**Work request**
Write the data below out again in full, exactly as shown.

Recorded data:

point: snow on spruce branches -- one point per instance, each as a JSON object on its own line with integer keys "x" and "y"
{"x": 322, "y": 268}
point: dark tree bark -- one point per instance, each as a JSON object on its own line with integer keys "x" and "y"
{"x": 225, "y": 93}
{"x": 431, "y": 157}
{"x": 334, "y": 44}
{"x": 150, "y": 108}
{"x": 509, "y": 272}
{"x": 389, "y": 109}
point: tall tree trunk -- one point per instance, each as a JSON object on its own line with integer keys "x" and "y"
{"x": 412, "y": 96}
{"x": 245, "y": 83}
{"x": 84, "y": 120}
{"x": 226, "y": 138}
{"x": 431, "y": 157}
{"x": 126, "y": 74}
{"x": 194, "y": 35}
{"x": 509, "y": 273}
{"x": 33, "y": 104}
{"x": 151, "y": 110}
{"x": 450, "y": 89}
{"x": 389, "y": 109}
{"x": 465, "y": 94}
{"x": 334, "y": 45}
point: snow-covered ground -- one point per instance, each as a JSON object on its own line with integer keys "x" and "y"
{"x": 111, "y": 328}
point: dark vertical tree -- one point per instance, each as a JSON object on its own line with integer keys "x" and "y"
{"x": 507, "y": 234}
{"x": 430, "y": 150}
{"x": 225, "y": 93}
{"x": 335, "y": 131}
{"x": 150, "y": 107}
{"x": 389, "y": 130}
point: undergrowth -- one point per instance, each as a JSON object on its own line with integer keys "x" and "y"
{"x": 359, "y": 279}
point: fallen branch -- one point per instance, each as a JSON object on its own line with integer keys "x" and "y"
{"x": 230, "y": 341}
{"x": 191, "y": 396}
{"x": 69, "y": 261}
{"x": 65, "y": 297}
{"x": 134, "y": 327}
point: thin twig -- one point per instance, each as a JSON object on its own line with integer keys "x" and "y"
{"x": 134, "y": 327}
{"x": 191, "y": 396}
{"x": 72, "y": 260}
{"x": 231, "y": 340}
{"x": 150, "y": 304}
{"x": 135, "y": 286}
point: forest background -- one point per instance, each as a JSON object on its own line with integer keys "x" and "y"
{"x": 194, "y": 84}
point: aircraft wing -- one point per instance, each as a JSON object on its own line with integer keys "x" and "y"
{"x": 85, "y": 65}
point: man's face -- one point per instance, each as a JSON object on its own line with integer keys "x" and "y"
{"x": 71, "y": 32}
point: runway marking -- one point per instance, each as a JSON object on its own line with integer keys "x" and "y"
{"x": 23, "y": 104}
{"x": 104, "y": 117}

**Answer section**
point: snow on spruce branches -- one point per instance, each as a JSON object on its own line with integer keys "x" and "y"
{"x": 322, "y": 268}
point: dark tree bark -- one point per instance, each as a JSON object on its own line with integer keys "x" and "y"
{"x": 225, "y": 93}
{"x": 431, "y": 157}
{"x": 334, "y": 44}
{"x": 150, "y": 108}
{"x": 509, "y": 272}
{"x": 389, "y": 109}
point: tall tree trunk -- one point per instance, each as a JSON object on its own line with integer keys "x" and "y"
{"x": 412, "y": 96}
{"x": 245, "y": 83}
{"x": 84, "y": 120}
{"x": 226, "y": 138}
{"x": 431, "y": 157}
{"x": 126, "y": 74}
{"x": 194, "y": 35}
{"x": 509, "y": 273}
{"x": 33, "y": 104}
{"x": 151, "y": 110}
{"x": 450, "y": 89}
{"x": 389, "y": 109}
{"x": 465, "y": 94}
{"x": 334, "y": 45}
point: snow-covered ground -- one point per instance, each as a JSON object on its own line with integer keys "x" and "y"
{"x": 111, "y": 328}
point: dark vertical tree -- one point per instance, each as a JSON object on its own line with integer keys "x" and "y"
{"x": 507, "y": 234}
{"x": 430, "y": 150}
{"x": 225, "y": 93}
{"x": 335, "y": 131}
{"x": 150, "y": 107}
{"x": 389, "y": 130}
point: undergrowth -- one point per instance, each as a JSON object on its own line with integer keys "x" and "y"
{"x": 359, "y": 279}
point: fallen branch -- one point per instance, each as a JSON object on its own line with integer keys "x" and "y"
{"x": 230, "y": 341}
{"x": 191, "y": 396}
{"x": 69, "y": 261}
{"x": 65, "y": 297}
{"x": 134, "y": 327}
point: thin twig -- one point per instance, each as a JSON object on its own line with integer keys "x" and "y"
{"x": 134, "y": 327}
{"x": 191, "y": 396}
{"x": 72, "y": 260}
{"x": 231, "y": 340}
{"x": 150, "y": 304}
{"x": 135, "y": 286}
point: forest background -- one point per instance, each as a JSON object on its own line with integer keys "x" and "y"
{"x": 194, "y": 84}
point: aircraft wing -- one point per instance, each as a JSON object on its own line with integer keys "x" and "y"
{"x": 85, "y": 65}
point: man's face -- one point per instance, each as a JSON object on its own line with integer keys "x" and "y"
{"x": 71, "y": 32}
point: runway marking -- one point per instance, each as a JSON object on its own line with integer keys "x" and "y"
{"x": 23, "y": 104}
{"x": 104, "y": 117}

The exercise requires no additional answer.